Aim: Rewrite the listing with every occurrence of "shaped like" changed to "similar to", leaving everything else as it is.

Supplied data:

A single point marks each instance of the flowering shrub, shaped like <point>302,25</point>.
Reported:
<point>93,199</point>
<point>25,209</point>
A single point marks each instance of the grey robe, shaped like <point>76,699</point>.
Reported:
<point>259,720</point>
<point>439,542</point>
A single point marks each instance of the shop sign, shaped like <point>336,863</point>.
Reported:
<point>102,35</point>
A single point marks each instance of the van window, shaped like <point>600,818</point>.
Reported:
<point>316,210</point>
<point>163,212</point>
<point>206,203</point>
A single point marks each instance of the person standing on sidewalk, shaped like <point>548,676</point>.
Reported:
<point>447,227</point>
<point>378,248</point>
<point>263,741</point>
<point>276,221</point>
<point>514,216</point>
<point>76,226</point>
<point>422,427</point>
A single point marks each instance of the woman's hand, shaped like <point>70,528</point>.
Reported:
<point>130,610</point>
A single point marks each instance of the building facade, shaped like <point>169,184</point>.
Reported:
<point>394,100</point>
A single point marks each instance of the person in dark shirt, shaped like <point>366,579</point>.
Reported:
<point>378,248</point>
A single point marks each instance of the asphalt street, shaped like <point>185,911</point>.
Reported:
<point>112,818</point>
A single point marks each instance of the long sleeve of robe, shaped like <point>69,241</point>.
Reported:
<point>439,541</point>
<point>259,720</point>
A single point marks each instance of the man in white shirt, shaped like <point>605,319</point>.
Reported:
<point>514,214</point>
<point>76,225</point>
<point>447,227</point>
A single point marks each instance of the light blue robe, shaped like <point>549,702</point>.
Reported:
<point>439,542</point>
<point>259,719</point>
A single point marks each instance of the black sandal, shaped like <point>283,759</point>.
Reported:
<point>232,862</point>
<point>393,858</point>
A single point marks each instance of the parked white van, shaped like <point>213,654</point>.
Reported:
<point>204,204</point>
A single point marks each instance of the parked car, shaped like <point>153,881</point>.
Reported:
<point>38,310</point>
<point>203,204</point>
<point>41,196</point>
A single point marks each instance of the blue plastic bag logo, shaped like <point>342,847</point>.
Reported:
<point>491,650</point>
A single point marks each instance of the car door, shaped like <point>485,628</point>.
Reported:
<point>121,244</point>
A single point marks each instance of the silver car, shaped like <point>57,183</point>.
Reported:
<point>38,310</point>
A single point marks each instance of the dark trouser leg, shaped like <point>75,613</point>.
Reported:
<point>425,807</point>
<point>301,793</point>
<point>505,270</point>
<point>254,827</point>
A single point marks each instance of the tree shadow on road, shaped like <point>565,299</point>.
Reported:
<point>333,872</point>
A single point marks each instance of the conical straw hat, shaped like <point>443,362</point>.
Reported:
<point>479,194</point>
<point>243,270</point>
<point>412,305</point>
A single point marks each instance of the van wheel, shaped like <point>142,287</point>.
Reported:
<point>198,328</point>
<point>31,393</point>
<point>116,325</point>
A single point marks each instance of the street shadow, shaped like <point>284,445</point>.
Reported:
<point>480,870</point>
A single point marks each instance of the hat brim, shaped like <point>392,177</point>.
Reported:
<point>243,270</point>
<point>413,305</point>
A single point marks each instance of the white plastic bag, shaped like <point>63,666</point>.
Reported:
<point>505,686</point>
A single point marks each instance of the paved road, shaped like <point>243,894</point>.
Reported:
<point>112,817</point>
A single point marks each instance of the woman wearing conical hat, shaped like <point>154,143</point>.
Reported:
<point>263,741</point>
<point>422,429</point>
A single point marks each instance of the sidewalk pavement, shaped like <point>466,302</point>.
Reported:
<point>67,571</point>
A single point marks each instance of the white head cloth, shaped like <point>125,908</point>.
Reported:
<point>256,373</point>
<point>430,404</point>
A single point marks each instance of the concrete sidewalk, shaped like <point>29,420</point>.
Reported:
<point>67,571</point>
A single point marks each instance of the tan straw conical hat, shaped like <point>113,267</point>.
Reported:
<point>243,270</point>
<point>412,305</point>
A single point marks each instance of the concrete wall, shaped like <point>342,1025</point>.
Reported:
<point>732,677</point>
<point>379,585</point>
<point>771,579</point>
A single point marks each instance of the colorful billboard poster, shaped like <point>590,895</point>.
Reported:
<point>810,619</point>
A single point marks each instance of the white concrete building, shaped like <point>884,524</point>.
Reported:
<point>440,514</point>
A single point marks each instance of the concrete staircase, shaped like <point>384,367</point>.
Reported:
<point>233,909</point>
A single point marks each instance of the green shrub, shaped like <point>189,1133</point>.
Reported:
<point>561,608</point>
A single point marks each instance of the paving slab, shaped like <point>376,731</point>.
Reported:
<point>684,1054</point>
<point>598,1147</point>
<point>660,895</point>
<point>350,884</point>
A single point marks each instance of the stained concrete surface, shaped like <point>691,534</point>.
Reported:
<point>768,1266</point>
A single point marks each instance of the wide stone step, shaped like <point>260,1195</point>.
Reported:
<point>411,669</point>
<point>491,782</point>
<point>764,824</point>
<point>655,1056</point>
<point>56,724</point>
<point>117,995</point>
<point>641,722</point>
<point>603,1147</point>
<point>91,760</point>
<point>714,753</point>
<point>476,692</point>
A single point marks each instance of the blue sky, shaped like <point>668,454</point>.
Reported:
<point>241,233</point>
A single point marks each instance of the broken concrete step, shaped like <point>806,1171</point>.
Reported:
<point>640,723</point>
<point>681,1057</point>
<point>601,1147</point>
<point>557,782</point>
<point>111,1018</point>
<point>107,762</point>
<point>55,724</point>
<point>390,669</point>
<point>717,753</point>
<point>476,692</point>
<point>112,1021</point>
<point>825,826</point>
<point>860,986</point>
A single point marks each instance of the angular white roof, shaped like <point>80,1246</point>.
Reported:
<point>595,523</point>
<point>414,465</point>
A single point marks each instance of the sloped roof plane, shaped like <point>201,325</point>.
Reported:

Exercise solution:
A single point marks each instance of the flowering shrub, similar to <point>302,25</point>.
Reported:
<point>93,199</point>
<point>25,209</point>
A single point marks each instance of the grey robe, similar to <point>76,699</point>.
Reported:
<point>259,720</point>
<point>439,542</point>
A single point marks each instance of the shop sign, similar to <point>336,863</point>.
Reported:
<point>102,35</point>
A single point marks each instance of the van window, similar to <point>600,818</point>.
Reported:
<point>316,210</point>
<point>163,212</point>
<point>206,203</point>
A single point marks each instance of the person standing on sidewalk, similar to <point>548,676</point>.
Reported:
<point>447,227</point>
<point>378,248</point>
<point>263,741</point>
<point>276,221</point>
<point>514,216</point>
<point>76,226</point>
<point>422,427</point>
A single point marks each instance of the woman's hand, similar to <point>70,528</point>.
Reported:
<point>130,610</point>
A single point marks each instance of the building facade, similar to <point>169,184</point>.
Reported:
<point>394,100</point>
A single point marks each instance of the person in dark shirt, similar to <point>366,579</point>.
Reported:
<point>378,248</point>
A single point marks each instance of the asphalt street, similar to <point>185,911</point>.
Reported:
<point>112,818</point>
A single point marks each instance of the long sleeve of robe, similar to <point>69,241</point>.
Reported:
<point>439,541</point>
<point>259,720</point>
A single point marks each instance of the man in white shirt, similar to <point>605,319</point>.
Reported:
<point>514,214</point>
<point>76,225</point>
<point>447,227</point>
A single point marks each instance of the light blue robe, similar to <point>549,702</point>.
Reported:
<point>439,542</point>
<point>259,719</point>
A single point marks each instance of the black sandal, similar to <point>283,759</point>.
Reported:
<point>232,862</point>
<point>393,858</point>
A single point marks each instance of the parked white van, similar to <point>213,654</point>.
Reported:
<point>204,204</point>
A single point marks each instance of the parked car, similar to <point>153,881</point>.
Reported:
<point>38,310</point>
<point>203,204</point>
<point>41,196</point>
A single point marks each instance of the blue plastic bag logo, similar to <point>342,847</point>.
Reported:
<point>491,650</point>
A single point marks each instance of the car door, similar to <point>485,628</point>.
Reported:
<point>121,244</point>
A single point marks each instance of the silver car, similar to <point>57,183</point>.
Reported:
<point>38,310</point>
A single point marks each instance of the dark trouser leg, similar to <point>75,613</point>.
Reported:
<point>425,807</point>
<point>301,793</point>
<point>505,270</point>
<point>254,827</point>
A single point marks each instance of the tree shadow on road, similar to <point>565,299</point>.
Reported:
<point>333,872</point>
A single point marks each instance of the conical straw hat, similar to <point>443,362</point>.
Reported:
<point>479,194</point>
<point>243,270</point>
<point>412,305</point>
A single point marks each instance of the van wheel, similar to <point>142,287</point>.
Reported:
<point>198,328</point>
<point>31,393</point>
<point>116,325</point>
A single point marks each instance of the street shadow, similar to <point>284,445</point>.
Reported:
<point>480,870</point>
A single point marks each instance of the hat brim, similar to <point>392,177</point>.
Reported:
<point>243,270</point>
<point>413,305</point>
A single point marks each instance of the white plastic bag, similar to <point>63,666</point>.
Reported:
<point>505,686</point>
A single point marks each instance of the paved road, similar to <point>243,894</point>.
Reported:
<point>112,817</point>
A single point marks each instance of the woman wearing conical hat, similar to <point>154,143</point>.
Reported:
<point>263,741</point>
<point>422,429</point>
A single point marks each instance of the sidewalk pavement, similar to <point>466,302</point>.
Reported:
<point>67,571</point>
A single point marks each instance of the white head cloth, similar to <point>125,908</point>.
Reported:
<point>256,373</point>
<point>430,404</point>
A single point marks each instance of the concrete sidewalk, similar to <point>29,420</point>.
Reported:
<point>67,571</point>
A single point marks each instance of the tan straw conical hat, similar to <point>113,267</point>.
Reported:
<point>243,270</point>
<point>412,305</point>
A single point marks each instance of the concrete wall, similar to <point>342,1025</point>.
Reported:
<point>732,677</point>
<point>379,585</point>
<point>771,579</point>
A single point marks each instance of the colorful billboard poster, similar to <point>590,895</point>.
Reported:
<point>810,619</point>
A single point marks each instance of the white concrete building, similar to <point>884,524</point>.
Reported:
<point>440,514</point>
A single point marks each instance of the concrete staircase, similar to <point>384,367</point>.
Reported:
<point>233,909</point>
A single point marks each instance of the green shrub, similar to <point>189,1133</point>.
Reported:
<point>561,608</point>
A single point marks each instance of the paving slab, similar to <point>376,731</point>.
Reported:
<point>684,1054</point>
<point>598,1147</point>
<point>660,895</point>
<point>350,884</point>
A single point marks each instance of the stained concrete surface, similar to <point>691,534</point>.
Reported:
<point>768,1266</point>
A single point marks each instance of the wide stone step, similar to <point>260,1195</point>.
Reported:
<point>411,669</point>
<point>491,782</point>
<point>764,824</point>
<point>655,1056</point>
<point>56,724</point>
<point>117,995</point>
<point>641,722</point>
<point>603,1147</point>
<point>91,760</point>
<point>714,753</point>
<point>476,692</point>
A single point marks each instance of the blue sky, similar to <point>668,454</point>.
Reported:
<point>241,233</point>
A single point marks each instance of the broken concrete step, similar to <point>806,1171</point>.
Reported:
<point>640,723</point>
<point>681,1057</point>
<point>601,1147</point>
<point>557,782</point>
<point>111,1018</point>
<point>107,762</point>
<point>55,724</point>
<point>390,669</point>
<point>717,753</point>
<point>476,692</point>
<point>112,1021</point>
<point>825,826</point>
<point>860,986</point>
A single point marks each instance of the angular white roof, similar to <point>80,1246</point>.
Reported:
<point>595,523</point>
<point>414,465</point>
A single point marks each instance of the sloped roof plane, similar to <point>201,325</point>.
Reported:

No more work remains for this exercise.